- TASK DETAILS -
Format the lines below as a JSON list of strings, one string per line with blank lines omitted, covering only the lines from the one containing "boy's eyebrow shown above." through the one containing "(1027, 735)", inclusive.

__________________________________________________

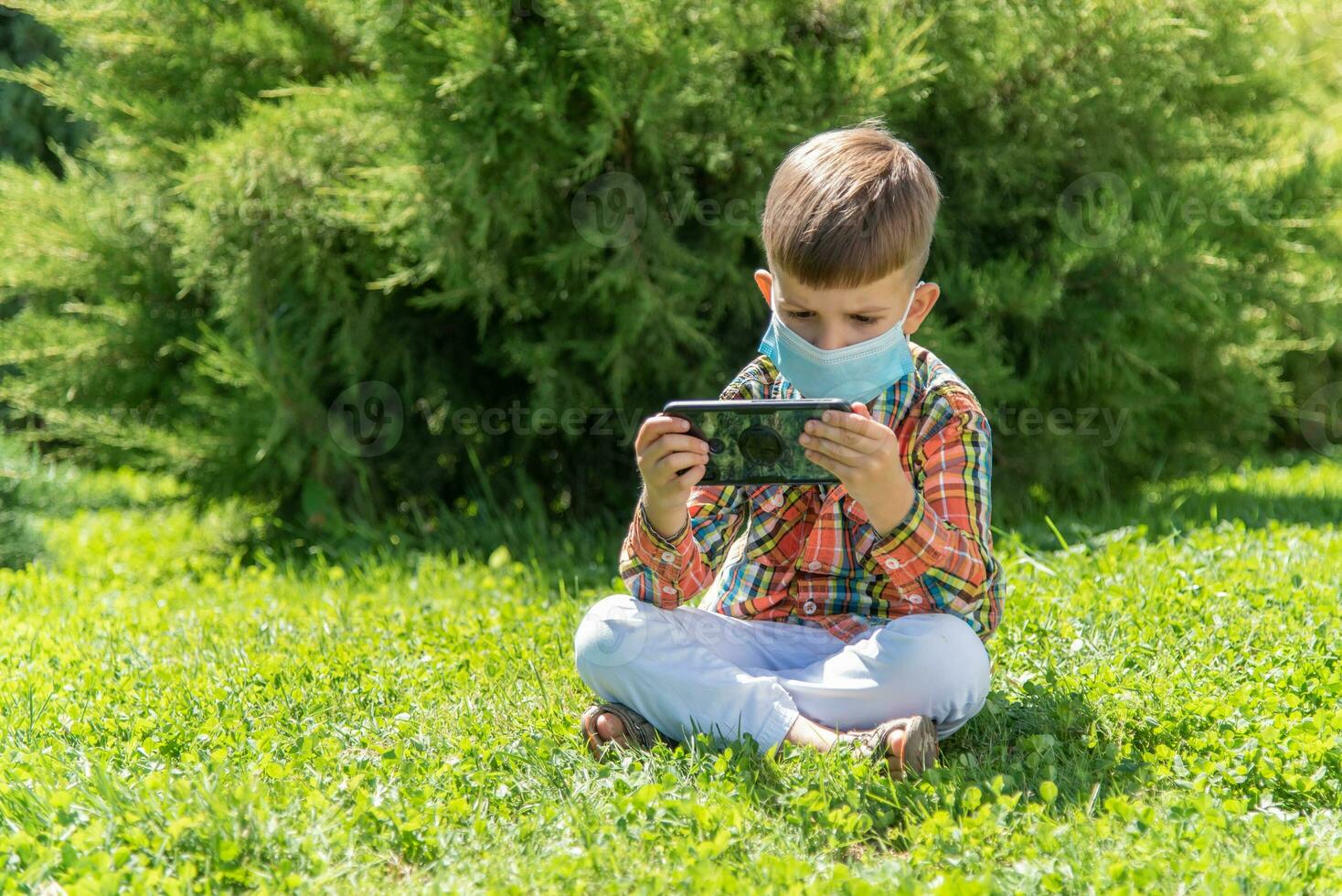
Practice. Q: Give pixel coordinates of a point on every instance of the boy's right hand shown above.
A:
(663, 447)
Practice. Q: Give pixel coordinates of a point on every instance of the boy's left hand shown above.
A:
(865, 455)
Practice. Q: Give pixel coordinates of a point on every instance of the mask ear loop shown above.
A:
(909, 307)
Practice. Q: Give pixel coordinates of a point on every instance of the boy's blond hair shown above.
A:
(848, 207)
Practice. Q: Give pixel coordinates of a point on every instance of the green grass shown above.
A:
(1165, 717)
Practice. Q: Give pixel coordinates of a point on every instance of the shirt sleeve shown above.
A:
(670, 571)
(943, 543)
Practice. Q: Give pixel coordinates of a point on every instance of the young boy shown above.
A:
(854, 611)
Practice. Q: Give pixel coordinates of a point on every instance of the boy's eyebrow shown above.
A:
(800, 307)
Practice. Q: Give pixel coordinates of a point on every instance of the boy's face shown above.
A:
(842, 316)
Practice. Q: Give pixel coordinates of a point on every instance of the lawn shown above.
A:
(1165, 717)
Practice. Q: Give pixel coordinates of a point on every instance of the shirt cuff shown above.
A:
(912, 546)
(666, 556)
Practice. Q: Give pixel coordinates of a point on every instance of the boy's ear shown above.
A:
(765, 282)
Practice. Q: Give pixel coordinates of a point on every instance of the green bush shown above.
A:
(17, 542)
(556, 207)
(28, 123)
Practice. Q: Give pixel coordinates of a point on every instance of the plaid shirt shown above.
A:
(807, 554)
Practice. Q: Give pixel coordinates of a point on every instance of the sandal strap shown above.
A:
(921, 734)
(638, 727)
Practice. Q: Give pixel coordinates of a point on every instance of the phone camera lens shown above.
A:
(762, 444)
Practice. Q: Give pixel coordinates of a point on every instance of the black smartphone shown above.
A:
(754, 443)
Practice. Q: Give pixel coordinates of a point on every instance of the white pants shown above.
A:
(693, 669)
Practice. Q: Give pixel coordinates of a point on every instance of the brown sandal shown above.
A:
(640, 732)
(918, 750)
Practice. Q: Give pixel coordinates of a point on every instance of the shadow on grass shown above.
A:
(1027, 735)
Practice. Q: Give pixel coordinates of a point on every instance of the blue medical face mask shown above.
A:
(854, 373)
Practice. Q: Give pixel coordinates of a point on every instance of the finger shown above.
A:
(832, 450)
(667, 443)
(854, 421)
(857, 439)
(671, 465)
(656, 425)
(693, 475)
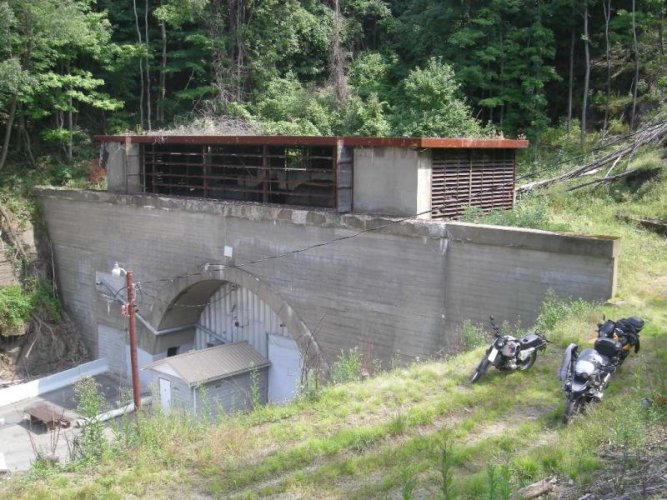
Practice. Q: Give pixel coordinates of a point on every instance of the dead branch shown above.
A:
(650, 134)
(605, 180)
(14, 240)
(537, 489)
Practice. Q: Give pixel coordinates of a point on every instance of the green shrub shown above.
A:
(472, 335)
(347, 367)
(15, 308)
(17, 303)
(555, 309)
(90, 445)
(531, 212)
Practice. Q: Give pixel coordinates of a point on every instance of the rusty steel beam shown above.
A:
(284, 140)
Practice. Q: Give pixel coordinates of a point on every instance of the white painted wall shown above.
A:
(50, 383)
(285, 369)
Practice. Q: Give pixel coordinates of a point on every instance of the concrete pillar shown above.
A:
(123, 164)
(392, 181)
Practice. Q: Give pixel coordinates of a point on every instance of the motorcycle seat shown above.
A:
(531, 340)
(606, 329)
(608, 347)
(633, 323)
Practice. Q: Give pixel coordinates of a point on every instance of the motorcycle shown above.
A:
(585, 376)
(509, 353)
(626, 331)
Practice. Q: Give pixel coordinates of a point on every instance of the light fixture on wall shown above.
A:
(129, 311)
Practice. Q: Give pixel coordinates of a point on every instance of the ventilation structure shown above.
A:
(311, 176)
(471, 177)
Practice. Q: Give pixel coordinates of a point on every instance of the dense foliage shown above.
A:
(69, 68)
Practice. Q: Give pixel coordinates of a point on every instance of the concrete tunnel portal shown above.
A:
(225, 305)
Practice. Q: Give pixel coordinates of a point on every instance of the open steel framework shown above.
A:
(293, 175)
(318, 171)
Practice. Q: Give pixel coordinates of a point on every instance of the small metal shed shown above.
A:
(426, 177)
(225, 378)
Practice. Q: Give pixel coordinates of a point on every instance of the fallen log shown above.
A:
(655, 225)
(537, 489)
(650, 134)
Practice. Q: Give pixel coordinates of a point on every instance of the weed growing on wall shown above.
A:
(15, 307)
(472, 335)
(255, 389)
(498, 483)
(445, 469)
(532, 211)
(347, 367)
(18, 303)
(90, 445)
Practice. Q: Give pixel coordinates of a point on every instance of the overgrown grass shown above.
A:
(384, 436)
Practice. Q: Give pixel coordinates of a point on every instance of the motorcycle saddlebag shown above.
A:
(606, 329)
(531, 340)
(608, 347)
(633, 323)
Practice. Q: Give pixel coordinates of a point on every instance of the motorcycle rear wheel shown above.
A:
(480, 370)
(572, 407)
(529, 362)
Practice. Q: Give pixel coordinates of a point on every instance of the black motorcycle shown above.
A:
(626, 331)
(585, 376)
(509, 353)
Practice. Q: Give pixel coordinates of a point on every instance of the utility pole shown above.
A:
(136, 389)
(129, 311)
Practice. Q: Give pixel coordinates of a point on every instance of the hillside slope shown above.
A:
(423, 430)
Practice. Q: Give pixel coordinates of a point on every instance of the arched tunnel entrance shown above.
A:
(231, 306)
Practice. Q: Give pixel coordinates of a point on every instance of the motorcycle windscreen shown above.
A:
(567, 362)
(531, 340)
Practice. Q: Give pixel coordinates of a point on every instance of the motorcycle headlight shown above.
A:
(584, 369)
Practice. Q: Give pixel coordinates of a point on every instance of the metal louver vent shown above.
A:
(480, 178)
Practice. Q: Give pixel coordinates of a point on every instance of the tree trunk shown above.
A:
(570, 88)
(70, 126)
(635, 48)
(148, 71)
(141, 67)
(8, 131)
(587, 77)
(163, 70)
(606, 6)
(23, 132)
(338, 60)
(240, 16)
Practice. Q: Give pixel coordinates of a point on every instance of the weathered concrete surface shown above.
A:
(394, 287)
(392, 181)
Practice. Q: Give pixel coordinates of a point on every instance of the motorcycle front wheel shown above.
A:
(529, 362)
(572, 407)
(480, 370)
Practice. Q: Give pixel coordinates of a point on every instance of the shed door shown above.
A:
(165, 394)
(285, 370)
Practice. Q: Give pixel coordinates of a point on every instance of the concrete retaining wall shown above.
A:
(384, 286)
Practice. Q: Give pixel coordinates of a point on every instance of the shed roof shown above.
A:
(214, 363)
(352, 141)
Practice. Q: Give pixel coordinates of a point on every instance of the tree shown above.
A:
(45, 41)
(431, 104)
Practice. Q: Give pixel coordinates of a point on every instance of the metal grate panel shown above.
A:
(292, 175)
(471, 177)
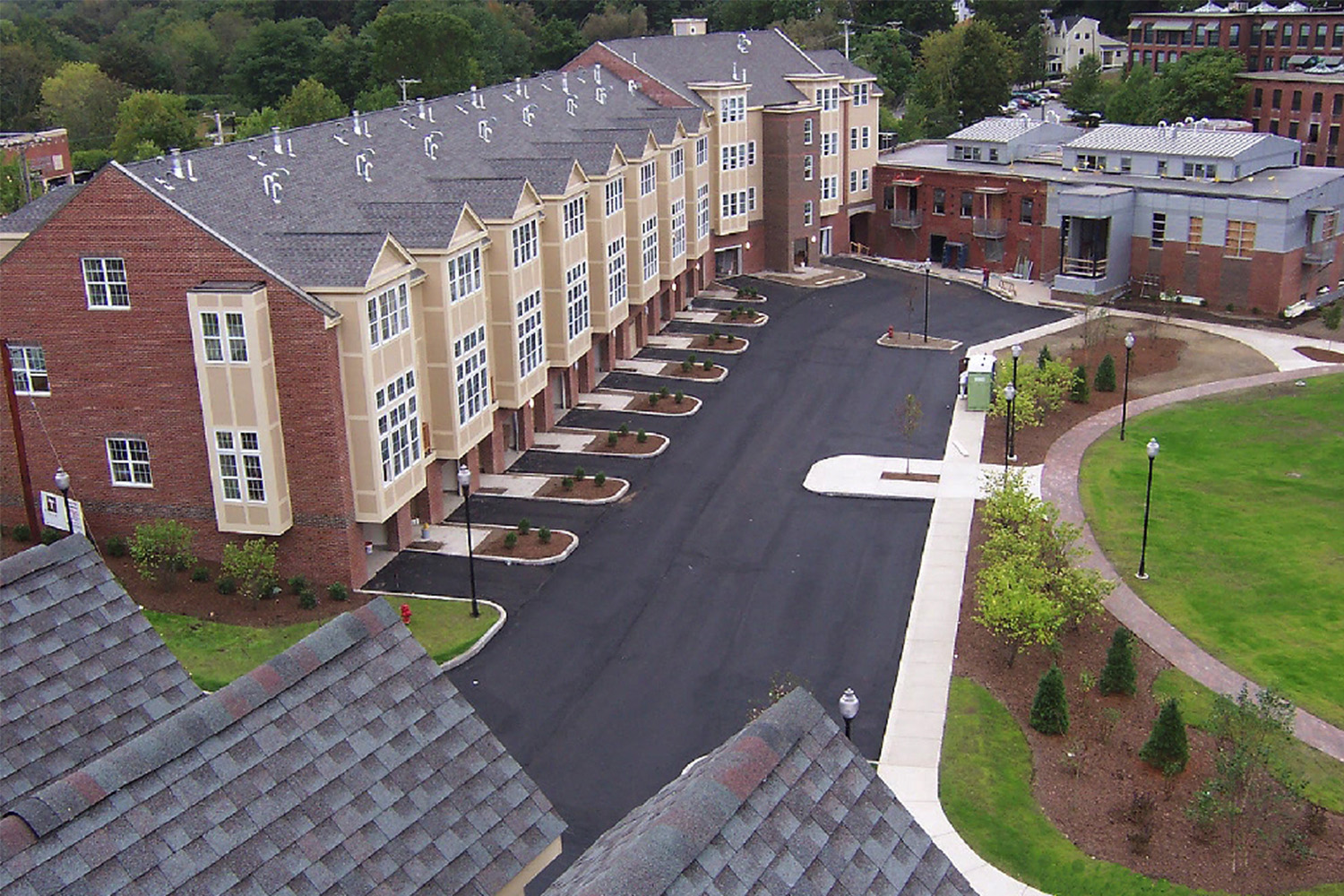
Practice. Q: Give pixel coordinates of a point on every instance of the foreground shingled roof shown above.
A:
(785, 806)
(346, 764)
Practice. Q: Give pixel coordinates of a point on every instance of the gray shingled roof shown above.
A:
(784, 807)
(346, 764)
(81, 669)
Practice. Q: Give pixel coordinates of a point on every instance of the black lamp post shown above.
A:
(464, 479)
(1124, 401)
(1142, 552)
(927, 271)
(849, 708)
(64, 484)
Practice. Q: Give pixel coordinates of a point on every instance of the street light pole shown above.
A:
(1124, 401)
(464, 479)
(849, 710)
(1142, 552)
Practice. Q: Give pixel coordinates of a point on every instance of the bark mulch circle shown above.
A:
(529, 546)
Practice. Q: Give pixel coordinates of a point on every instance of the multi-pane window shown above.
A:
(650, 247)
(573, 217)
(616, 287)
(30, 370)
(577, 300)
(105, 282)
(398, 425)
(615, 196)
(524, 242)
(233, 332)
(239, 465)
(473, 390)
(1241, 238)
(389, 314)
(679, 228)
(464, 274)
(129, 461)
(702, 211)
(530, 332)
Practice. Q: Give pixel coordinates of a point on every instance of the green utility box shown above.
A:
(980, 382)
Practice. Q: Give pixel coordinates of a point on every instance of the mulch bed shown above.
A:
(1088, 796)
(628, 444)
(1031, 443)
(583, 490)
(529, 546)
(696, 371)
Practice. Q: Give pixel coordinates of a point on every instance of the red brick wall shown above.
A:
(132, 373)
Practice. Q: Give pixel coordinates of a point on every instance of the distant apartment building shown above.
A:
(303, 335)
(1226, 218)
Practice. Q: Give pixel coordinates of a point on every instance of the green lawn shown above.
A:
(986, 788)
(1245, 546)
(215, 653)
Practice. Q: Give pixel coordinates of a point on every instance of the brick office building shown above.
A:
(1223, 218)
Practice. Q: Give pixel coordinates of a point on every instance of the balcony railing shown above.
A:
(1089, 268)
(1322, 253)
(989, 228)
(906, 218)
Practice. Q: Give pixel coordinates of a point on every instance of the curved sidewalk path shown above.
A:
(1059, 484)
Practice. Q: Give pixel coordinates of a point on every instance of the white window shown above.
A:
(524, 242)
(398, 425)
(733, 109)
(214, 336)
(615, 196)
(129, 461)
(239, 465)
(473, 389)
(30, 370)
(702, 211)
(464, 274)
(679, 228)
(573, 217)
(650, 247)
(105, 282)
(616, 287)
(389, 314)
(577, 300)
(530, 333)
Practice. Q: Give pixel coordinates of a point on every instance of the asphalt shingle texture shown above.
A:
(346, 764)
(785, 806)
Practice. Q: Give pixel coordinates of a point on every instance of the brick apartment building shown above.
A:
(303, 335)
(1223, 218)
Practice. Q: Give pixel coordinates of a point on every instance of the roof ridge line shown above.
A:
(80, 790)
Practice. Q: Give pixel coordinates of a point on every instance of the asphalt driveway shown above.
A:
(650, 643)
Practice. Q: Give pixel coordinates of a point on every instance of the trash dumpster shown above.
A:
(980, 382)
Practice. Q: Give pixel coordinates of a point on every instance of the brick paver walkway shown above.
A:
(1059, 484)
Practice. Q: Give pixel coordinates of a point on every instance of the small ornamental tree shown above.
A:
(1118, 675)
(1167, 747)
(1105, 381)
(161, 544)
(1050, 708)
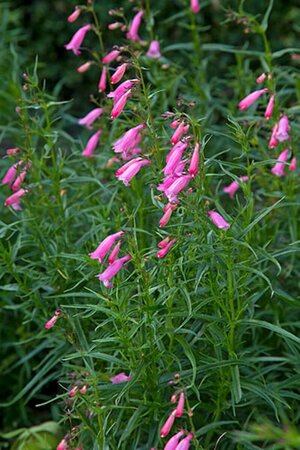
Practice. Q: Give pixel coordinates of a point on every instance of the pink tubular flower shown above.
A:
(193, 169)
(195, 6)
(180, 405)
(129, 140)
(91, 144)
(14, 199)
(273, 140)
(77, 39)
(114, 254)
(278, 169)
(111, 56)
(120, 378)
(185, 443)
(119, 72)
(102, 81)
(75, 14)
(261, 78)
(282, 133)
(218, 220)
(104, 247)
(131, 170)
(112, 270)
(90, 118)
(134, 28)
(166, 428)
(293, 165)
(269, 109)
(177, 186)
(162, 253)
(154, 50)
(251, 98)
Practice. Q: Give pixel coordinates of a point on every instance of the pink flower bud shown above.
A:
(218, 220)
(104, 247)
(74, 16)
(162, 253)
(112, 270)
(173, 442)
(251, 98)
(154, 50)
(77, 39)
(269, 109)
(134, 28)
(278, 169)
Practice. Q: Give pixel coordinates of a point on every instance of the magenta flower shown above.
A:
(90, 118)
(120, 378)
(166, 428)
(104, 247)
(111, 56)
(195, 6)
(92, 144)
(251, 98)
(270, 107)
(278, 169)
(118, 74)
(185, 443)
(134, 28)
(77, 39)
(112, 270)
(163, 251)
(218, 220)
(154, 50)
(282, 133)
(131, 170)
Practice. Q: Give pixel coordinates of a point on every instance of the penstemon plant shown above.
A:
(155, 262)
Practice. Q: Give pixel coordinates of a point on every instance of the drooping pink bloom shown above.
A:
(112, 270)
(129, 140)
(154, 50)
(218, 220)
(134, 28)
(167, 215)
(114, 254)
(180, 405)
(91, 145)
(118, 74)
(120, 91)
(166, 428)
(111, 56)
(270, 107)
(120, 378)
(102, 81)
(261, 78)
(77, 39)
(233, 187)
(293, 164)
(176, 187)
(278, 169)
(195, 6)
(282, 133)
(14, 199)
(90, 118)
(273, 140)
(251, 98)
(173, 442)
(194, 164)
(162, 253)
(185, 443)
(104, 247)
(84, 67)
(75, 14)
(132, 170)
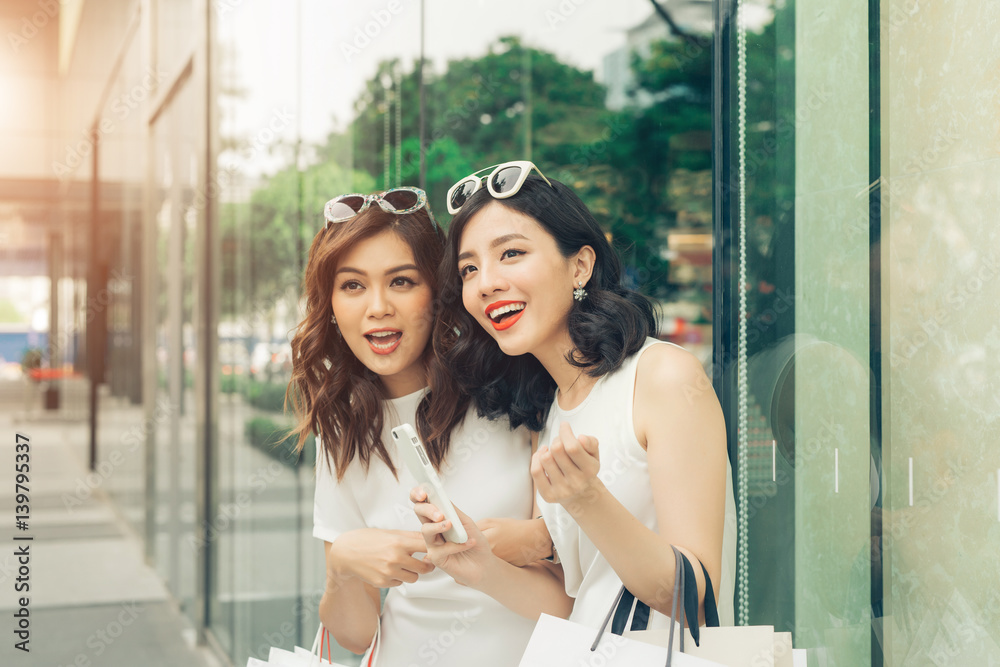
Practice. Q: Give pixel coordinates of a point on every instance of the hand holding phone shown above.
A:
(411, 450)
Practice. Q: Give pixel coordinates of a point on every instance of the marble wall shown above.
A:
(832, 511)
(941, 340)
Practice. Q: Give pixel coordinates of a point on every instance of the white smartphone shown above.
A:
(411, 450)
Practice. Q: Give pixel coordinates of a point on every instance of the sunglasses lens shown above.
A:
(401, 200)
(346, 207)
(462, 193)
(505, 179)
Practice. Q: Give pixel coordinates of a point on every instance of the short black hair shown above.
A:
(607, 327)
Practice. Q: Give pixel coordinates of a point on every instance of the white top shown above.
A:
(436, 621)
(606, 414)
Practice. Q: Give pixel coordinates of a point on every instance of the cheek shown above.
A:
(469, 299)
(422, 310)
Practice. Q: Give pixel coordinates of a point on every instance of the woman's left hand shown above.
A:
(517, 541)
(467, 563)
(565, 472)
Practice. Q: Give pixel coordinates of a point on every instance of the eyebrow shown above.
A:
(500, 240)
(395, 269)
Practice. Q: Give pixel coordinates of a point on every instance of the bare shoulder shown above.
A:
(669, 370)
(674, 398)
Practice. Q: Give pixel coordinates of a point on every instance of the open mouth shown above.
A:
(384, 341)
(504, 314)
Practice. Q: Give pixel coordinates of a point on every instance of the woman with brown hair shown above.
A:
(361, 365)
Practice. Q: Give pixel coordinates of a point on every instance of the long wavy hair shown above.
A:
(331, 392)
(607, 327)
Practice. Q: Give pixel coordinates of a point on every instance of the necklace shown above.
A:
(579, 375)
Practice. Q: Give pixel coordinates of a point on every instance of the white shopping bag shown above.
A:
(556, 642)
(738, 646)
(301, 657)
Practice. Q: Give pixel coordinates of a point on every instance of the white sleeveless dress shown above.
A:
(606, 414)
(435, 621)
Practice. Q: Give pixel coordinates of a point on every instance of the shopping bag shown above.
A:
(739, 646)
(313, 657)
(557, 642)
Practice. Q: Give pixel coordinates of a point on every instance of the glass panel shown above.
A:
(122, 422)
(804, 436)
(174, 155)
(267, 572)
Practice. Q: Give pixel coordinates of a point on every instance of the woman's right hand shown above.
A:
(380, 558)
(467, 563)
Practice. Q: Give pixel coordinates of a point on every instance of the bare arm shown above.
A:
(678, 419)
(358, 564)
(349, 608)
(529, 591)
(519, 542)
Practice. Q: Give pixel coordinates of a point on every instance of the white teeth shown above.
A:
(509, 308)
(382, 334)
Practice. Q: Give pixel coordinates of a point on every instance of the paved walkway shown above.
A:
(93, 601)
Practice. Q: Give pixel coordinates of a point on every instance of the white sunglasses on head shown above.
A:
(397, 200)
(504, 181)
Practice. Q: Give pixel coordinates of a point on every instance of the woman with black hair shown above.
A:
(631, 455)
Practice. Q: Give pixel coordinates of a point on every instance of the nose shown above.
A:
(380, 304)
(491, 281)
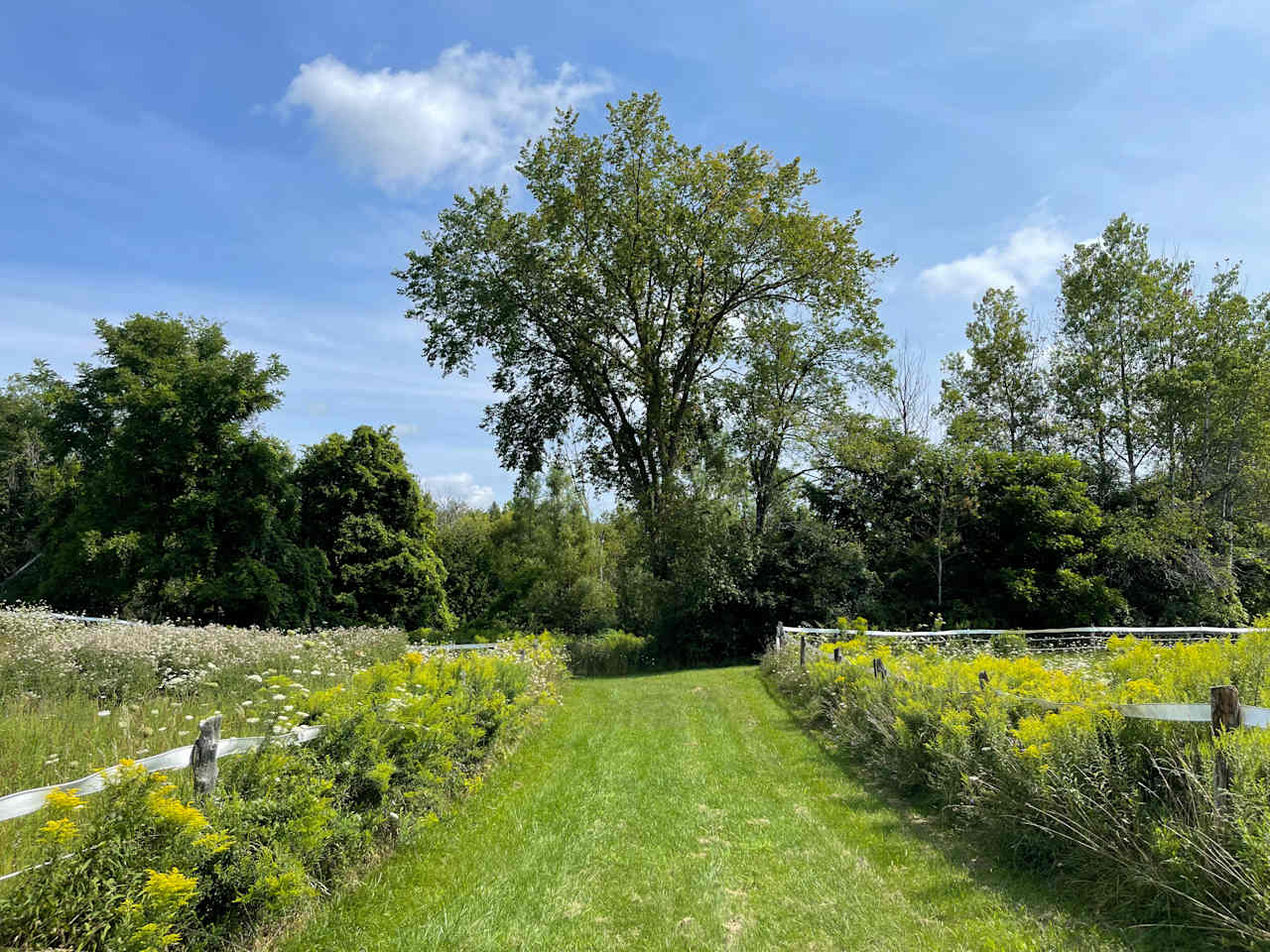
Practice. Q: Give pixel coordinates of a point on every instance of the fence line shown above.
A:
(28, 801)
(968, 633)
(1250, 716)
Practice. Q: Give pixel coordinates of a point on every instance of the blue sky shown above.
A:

__________________________________________________

- REPLY TO THE TASK -
[
  "Practice. Q: Give pixel coordinates of a point on every instance of the boy's eyebrow shown above.",
  "A:",
  "(800, 307)",
  "Practice. Q: Give pixel coordinates of a point on every instance of the boy's face shown above.",
  "A:",
  "(842, 316)",
  "Practice. Q: Give pixel coordinates of a point on every instance of the lawn shown above.",
  "A:",
  "(1165, 717)",
  "Practice. Q: Give pixel coordinates of a point on every instance of the shirt cuff shown above.",
  "A:",
  "(912, 546)",
  "(666, 556)",
  "Practice. Q: Give pixel coordinates of a point on every instance of the boy's ear shown above.",
  "A:",
  "(765, 282)",
  "Practice. Q: Give pixel coordinates of a point on every instance of the green bush shown above.",
  "A:",
  "(17, 542)",
  "(556, 207)",
  "(28, 123)",
  "Practice. Q: Give pixel coordinates of a point on every instance of the plaid shirt shown above.",
  "A:",
  "(807, 554)",
  "Practice. Q: Give pixel coordinates of a point on every instance of the sandal strap shown above.",
  "A:",
  "(921, 734)",
  "(638, 727)",
  "Practice. Q: Give pixel coordinates of a point on every instance of the phone camera lens shown above.",
  "A:",
  "(762, 444)",
  "Practice. Q: Give pixel coordinates of a point on every instance of the black smartphone shown above.",
  "A:",
  "(754, 443)",
  "Practice. Q: Give pixel coordinates of a point on every instance of the white pants shown above.",
  "A:",
  "(693, 669)",
  "Practice. Q: Give pixel coordinates of a point on every instance of the brown sandal shown above.",
  "A:",
  "(640, 732)",
  "(918, 750)",
  "Practice. Q: Give pixel coordinates of a point on every instance of the shadow on grass shown above.",
  "A:",
  "(1027, 735)"
]